## Text shown:
Slurm management system

Slurm

Slurm is a cluster management system that allows users to manage and schedule jobs on a cluster of computers. A Together GPU Cluster provides Slurm configured out-of-the-box for distributed training and the option to use your own scheduler.  Users can submit computing jobs to the Slurm head node where the scheduler will assign the tasks to available GPU nodes based on resource availability. For more information on Slurm, see the Slurm Quick Start User Guide.

Slurm Basic Concepts

  1. Jobs: A job is a unit of work that is submitted to the cluster. Jobs can be scripts, programs, or other types of tasks.
  2. Nodes: A node is a computer in the cluster that can run jobs. Nodes can be physical machines or virtual machines.
  3. Head Node: Each Together GPU Cluster cluster is configured with head node. A user will login to the head node to write jobs, submit jobs to the GPU cluster, and retrieve the results.
  4. Partitions: A partition is a group of nodes that can be used to run jobs. Partitions can be configured to have different properties, such as the number of nodes and the amount of memory available.
  5. Priorities: Priorities are used to determine which jobs should be run first. Jobs with higher priorities are given preference over jobs with lower priorities.

## Description of the task:
Resume the Slurm overview above, starting right after its final sentence.

## Data supplied:
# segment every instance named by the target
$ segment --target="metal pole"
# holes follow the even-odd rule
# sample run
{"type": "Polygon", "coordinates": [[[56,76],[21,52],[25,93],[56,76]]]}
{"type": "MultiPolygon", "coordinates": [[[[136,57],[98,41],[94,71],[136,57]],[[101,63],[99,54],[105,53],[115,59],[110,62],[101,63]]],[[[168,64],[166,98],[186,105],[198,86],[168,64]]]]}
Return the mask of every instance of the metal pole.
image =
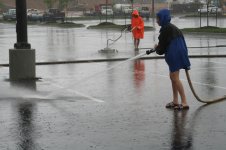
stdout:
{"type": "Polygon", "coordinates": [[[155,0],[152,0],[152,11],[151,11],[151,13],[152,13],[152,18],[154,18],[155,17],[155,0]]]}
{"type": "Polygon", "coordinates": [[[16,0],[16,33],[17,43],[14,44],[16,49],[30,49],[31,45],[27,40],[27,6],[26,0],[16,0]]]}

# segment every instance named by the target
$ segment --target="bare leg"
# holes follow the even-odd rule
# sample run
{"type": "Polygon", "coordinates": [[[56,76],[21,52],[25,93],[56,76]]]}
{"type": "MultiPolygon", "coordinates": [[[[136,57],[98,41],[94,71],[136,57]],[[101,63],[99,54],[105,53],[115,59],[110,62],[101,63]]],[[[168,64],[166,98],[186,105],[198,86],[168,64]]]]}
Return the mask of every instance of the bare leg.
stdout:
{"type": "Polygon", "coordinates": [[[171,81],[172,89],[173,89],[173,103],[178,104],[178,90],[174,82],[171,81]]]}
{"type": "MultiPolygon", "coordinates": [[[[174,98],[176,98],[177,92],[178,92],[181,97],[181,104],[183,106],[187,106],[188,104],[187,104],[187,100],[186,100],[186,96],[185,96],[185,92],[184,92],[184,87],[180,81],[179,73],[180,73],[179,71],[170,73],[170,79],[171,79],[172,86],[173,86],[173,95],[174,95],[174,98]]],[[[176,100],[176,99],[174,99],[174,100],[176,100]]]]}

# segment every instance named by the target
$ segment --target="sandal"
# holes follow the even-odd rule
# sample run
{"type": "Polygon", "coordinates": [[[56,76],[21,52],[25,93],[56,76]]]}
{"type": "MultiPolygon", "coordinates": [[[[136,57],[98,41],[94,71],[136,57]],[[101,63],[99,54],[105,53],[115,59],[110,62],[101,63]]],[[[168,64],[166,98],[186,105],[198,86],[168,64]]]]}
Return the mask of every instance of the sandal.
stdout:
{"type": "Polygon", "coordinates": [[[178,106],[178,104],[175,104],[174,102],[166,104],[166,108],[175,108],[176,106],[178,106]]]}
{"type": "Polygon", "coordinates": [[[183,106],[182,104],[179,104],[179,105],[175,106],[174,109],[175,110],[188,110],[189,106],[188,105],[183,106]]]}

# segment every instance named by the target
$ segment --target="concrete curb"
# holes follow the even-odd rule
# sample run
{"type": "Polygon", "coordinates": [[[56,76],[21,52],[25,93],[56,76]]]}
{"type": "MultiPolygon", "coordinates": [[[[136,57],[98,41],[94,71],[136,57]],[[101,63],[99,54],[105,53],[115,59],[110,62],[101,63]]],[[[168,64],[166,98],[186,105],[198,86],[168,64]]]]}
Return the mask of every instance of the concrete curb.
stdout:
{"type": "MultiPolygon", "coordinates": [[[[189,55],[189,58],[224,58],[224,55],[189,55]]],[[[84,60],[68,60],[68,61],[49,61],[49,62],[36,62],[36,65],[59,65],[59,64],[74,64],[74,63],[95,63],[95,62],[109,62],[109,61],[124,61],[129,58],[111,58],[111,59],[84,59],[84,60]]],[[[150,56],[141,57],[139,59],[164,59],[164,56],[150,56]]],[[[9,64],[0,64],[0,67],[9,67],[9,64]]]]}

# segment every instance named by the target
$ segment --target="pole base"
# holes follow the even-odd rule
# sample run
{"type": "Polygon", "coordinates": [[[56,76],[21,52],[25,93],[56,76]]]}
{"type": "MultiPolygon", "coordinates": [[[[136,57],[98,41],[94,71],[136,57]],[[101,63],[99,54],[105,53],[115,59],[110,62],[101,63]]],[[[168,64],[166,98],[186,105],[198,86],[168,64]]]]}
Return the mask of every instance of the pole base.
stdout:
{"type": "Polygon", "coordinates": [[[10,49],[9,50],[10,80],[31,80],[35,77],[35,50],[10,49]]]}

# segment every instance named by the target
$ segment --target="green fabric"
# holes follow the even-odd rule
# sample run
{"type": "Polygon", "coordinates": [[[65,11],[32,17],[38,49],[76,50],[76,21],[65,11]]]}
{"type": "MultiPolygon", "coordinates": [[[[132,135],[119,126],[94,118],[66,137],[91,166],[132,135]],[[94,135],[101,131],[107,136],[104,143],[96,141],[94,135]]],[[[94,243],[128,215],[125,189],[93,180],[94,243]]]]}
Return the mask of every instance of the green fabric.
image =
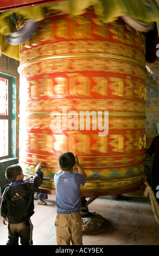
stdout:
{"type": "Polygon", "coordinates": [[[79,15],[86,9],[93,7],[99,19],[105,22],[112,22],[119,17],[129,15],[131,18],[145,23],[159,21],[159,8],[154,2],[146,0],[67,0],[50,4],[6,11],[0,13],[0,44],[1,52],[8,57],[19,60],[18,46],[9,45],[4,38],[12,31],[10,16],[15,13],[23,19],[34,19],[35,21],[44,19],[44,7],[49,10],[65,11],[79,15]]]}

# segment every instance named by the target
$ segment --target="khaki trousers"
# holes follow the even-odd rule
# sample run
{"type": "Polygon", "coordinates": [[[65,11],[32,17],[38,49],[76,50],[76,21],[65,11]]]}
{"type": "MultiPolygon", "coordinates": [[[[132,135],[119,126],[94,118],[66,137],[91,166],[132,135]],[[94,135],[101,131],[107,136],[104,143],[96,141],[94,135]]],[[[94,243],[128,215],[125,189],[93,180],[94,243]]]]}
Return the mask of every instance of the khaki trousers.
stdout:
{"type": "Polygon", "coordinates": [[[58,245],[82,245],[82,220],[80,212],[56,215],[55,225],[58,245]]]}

## Answer for the task:
Using Slurm

  1. Job Submission: Jobs can be submitted to the cluster using the sbatch command. Jobs can be submitted in batch mode or interactively using the srun command.
  2. Job Monitoring: Jobs can be monitored using the squeue command, which displays information about the jobs that are currently running or waiting to run.
  3. Job Control: Jobs can be controlled using the scancel command, which allows users to cancel or interrupt jobs that are running.

Slurm Job Arrays

You can use Slurm job arrays to partition input files into k chunks and distribute the chunks across the nodes. See this example on processing RPv1 which will need to be adapted to your processing: arxiv-clean-slurm.batch

Troubleshooting Slurm

  1. Error Messages: Slurm provides error messages that can help users diagnose and troubleshoot problems.
  2. Log Files: Slurm provides log files that can be used to monitor the status of the cluster and diagnose problems.